SELECTED EXCERPT:
* * *
Permian Corp. v. Union Texas Petroleum Corp.

Court of Civil Appeals of Texas
Permian Corp. v. Union Texas Petroleum Corp., 770 S.W.2d 928 (1989)
1989 Tex. App. LEXIS 1133; 1989 WL 47721
Fuller, Woodard and Koehler

Permian Corp. v. Union Texas Petroleum Corp.

Opinion

OPINION

WOODARD, Justice.

This is an appeal from the granting of summary judgment to Appellee and denial of summary judgment to Appellant. We affirm.

An employee of a subsidiary corporation of the Appellant sued Appellee for negligently causing him injuries in a construction accident which occurred on the premises controlled by Appellee while the employee was performing services for the Appel-lee. Appellee joined Appellant as third-party defendant under an indemnity agreement. The pertinent part of the agreement provided:

Contractor [Appellant] hereby indemnifies and agrees to protect, hold and save Union Texas [Appellee] ... harmless from and against all claims, ... including but not limited to injuries to employees of Contractor, ... on account of, arising from or resulting, directly or indirectly, from the work and/or services performed by Contractor ... and whether the same is caused or contributed to by the negligence of Union Texas, its agent or employees. [Emphasis added].

Parties seeking to indemnify the in-demnitee from the consequences of its own negligence must express that intent in specific terms which must be specifically stated within the four corners of the contract. This is known as the “express negligence doctrine.” Ethyl Corporation v. Daniel Construction Company, 725 S.W.2d 705 (Tex. 1987). In that case, the court held that an indemnity against “any loss ... as a result of operations growing out of the performance of this contract and caused by the negligence or carelessness of Contractor, ...” did not meet the requirements of this doctrine.

In Singleton v. Crown Central Petroleum Corporation, 713 S.W.2d 115 (Tex.App.- Houston [1st Dist.] 1985), the court held a global and embellished indemnity clause that only expressly referred to the word negligence of the owner by “excepting only claims arising out of accidents resulting from the sole negligence of Owner” did not state with clarity the basis for indemnifying the owner for his acts of negligence and therefore failed the express negligence doctrine test.

In B-F-W Construction Co., Inc. v. Garza, 748 S.W.2d 611 (Tex.App.-Fort Worth 1988, no writ), a contract indemnifying all damages “(regardless of cause or of any concurrent or contributing fault or negligence of Contractor [indemnitee]) ...” and “regardless of cause or of any fault or negligence of Contractor [indemni-tee]” was held to satisfy the doctrine’s test.
* * *
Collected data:
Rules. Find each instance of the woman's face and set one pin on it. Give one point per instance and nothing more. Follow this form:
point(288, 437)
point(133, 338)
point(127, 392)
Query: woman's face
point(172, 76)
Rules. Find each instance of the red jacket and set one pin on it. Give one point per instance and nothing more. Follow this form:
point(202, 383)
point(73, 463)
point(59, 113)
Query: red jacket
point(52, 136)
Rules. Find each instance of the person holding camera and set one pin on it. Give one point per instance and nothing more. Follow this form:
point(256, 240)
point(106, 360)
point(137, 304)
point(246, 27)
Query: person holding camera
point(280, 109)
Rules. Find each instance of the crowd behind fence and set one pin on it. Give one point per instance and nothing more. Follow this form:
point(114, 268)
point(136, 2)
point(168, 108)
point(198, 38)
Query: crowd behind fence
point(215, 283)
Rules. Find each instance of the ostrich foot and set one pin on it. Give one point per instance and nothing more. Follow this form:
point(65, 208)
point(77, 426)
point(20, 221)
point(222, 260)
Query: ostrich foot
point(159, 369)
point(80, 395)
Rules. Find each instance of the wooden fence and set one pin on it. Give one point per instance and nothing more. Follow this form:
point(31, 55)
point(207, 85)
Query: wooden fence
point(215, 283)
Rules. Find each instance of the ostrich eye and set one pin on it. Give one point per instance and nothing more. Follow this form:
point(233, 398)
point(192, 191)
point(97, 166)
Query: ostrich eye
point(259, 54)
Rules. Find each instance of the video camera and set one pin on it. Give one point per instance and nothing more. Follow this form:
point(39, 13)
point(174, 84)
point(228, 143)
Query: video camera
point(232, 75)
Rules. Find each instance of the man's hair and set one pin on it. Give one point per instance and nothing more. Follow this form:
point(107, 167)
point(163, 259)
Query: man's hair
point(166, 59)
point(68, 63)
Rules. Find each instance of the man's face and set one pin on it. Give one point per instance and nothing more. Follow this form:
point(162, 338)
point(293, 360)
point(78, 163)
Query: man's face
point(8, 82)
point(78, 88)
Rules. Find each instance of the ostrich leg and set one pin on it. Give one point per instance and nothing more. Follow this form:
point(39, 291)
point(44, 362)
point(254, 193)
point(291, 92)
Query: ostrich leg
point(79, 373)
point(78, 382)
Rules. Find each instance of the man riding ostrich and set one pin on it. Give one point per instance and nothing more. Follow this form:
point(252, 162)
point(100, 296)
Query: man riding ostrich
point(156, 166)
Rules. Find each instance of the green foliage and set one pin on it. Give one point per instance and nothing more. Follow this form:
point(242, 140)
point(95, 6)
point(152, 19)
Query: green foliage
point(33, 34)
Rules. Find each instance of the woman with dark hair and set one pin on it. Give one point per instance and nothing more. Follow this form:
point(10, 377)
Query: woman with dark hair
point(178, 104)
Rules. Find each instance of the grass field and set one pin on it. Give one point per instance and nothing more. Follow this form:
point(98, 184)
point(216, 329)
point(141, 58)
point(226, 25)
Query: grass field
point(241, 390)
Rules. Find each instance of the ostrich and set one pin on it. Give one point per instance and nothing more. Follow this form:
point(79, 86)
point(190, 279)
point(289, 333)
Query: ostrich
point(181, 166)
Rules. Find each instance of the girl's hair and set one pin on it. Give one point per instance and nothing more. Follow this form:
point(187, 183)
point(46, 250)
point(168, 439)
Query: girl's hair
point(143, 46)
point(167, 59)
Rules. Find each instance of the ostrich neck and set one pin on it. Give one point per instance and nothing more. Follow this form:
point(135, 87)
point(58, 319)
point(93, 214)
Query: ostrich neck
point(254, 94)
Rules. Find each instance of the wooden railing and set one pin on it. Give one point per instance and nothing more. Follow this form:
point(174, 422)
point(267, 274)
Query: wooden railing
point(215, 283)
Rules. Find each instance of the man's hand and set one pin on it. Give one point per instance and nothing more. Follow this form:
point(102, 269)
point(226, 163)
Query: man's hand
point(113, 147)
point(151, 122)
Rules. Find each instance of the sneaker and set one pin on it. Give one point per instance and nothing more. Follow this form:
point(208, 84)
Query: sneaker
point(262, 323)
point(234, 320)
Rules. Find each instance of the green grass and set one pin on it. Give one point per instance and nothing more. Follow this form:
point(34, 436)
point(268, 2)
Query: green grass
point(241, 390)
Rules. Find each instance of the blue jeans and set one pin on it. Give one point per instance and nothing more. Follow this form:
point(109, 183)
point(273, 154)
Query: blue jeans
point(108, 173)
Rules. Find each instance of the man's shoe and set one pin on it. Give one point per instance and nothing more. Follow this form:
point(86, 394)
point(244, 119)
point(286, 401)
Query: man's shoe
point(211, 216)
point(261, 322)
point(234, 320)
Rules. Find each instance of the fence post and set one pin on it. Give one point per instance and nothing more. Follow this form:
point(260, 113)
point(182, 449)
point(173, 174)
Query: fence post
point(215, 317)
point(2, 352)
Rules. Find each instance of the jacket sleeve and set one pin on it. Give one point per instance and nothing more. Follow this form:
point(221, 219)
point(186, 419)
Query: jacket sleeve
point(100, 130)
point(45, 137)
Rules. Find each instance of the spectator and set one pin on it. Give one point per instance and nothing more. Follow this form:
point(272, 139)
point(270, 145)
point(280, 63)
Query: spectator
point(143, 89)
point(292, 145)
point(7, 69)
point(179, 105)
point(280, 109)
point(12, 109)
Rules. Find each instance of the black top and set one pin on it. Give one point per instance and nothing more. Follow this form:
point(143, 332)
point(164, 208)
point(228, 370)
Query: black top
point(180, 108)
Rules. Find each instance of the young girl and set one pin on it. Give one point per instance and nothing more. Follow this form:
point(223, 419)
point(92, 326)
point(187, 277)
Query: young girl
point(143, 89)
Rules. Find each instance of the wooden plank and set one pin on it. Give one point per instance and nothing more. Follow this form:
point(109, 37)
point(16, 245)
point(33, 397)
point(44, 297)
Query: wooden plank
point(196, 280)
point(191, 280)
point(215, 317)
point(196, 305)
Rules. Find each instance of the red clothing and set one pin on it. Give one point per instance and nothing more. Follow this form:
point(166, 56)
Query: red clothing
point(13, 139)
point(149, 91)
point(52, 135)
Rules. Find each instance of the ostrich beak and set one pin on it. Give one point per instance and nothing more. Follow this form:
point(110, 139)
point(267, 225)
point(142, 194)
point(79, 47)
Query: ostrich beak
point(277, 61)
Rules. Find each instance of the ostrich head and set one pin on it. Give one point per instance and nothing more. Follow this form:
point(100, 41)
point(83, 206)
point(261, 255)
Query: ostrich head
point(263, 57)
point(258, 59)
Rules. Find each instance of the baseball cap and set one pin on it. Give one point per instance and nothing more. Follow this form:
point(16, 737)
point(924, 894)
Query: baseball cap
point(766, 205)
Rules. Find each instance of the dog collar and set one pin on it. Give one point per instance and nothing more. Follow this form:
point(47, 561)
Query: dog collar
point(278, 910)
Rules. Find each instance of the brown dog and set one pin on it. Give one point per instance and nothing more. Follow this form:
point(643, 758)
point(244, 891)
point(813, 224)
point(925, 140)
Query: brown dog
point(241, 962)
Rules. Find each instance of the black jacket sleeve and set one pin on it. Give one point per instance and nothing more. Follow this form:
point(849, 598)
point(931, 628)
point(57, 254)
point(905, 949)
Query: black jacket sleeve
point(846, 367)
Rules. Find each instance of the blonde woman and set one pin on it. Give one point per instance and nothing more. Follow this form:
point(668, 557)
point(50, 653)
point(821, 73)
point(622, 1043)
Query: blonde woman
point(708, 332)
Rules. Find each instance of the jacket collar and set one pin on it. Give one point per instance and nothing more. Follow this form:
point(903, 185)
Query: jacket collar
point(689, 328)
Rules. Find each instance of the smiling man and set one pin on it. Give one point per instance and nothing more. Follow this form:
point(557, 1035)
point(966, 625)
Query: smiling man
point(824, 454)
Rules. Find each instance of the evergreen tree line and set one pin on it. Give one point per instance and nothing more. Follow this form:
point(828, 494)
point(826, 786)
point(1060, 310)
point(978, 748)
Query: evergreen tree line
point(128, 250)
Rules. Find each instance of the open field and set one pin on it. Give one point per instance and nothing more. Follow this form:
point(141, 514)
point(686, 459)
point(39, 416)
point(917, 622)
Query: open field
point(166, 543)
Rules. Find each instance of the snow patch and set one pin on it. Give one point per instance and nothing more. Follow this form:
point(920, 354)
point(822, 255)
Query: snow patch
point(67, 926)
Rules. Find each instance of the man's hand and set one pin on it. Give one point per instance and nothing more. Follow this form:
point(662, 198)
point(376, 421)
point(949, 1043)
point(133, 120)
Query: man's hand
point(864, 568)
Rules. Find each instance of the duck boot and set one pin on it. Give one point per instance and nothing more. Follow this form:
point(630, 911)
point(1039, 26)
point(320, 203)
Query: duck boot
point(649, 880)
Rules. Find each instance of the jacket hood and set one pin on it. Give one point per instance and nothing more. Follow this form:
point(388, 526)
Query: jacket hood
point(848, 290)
* * *
In the court opinion, what is the rule called that requires an intent to indemnify a party against its own negligence to be stated in specific terms within the four corners of the contract? Rely on the court opinion alone to answer.

EXERCISE ANSWER: The express negligence doctrine.